Copy the listing below line for line, keeping every character unchanged.

» Data
______

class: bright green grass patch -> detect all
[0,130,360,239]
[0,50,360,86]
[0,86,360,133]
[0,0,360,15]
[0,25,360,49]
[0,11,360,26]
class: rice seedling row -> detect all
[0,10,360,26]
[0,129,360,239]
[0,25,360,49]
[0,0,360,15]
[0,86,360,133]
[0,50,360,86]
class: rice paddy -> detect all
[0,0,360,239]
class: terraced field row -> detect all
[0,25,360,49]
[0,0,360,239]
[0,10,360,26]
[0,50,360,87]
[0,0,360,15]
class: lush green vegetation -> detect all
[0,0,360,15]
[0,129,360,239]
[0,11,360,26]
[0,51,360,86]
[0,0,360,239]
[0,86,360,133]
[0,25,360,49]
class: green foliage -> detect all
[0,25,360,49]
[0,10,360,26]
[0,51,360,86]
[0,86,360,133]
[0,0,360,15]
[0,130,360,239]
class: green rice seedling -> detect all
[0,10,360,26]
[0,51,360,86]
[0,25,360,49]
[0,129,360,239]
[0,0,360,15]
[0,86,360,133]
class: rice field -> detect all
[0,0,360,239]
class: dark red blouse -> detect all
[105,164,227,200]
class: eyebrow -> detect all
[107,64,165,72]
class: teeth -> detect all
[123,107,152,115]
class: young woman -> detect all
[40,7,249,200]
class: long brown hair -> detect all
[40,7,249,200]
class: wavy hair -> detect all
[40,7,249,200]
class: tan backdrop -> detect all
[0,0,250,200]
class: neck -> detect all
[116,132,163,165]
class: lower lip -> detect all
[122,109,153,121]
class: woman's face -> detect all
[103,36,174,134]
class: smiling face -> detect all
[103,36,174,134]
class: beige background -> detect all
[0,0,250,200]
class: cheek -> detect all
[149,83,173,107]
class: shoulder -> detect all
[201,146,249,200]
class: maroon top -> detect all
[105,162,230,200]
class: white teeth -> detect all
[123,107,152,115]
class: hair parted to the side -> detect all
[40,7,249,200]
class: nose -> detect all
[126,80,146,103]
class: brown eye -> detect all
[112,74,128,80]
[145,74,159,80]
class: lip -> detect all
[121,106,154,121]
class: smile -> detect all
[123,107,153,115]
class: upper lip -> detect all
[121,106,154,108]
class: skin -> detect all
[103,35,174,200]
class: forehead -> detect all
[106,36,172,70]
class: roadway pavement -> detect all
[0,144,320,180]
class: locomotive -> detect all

______

» Answer to this exercise
class: bright green grass patch -> detect all
[0,130,360,239]
[0,50,360,86]
[0,86,360,133]
[0,0,360,15]
[0,25,360,49]
[0,11,360,26]
class: rice seedling row -> detect all
[0,10,360,26]
[0,129,360,239]
[0,25,360,49]
[0,0,360,15]
[0,86,360,133]
[0,50,360,86]
class: rice paddy -> detect all
[0,0,360,239]
class: terraced field row -> detect all
[0,25,360,49]
[0,0,360,239]
[0,10,360,26]
[0,50,360,87]
[0,0,360,15]
class: lush green vegetation -> detect all
[0,0,360,15]
[0,129,360,239]
[0,11,360,26]
[0,51,360,86]
[0,0,360,239]
[0,86,360,133]
[0,25,360,49]
class: green foliage -> detect all
[0,25,360,49]
[0,10,360,26]
[0,51,360,86]
[0,86,360,133]
[0,0,360,15]
[0,130,360,239]
class: green rice seedling -> detect all
[0,10,360,26]
[0,51,360,86]
[0,25,360,49]
[0,129,360,239]
[0,0,360,15]
[0,86,360,133]
class: rice field -> detect all
[0,0,360,239]
class: dark red blouse -> detect all
[105,164,227,200]
class: eyebrow -> detect all
[107,64,165,72]
class: teeth -> detect all
[123,107,152,115]
class: young woman -> detect all
[40,7,249,200]
class: long brown hair -> detect all
[40,7,249,200]
class: wavy hair -> detect all
[40,7,249,200]
class: tan backdrop -> detect all
[0,0,250,200]
class: neck -> detect all
[116,132,163,165]
class: lower lip -> detect all
[122,109,153,121]
class: woman's face -> detect all
[103,36,174,134]
class: smiling face -> detect all
[103,36,174,134]
class: beige background -> detect all
[0,0,250,200]
class: cheek -> detect all
[149,83,173,107]
class: shoulder -> detect all
[201,146,249,200]
class: maroon top -> detect all
[105,162,230,200]
class: white teeth -> detect all
[123,107,152,115]
class: hair parted to the side -> detect all
[40,7,249,200]
class: nose -> detect all
[126,80,146,103]
class: brown eye -> detect all
[112,74,128,80]
[145,74,159,80]
class: lip -> detect all
[121,106,154,121]
class: smile -> detect all
[123,107,153,115]
class: upper lip -> detect all
[121,106,154,108]
class: skin -> detect all
[103,35,174,200]
class: forehead -> detect all
[106,36,172,70]
class: roadway pavement -> detect all
[0,144,320,180]
class: locomotive -> detect all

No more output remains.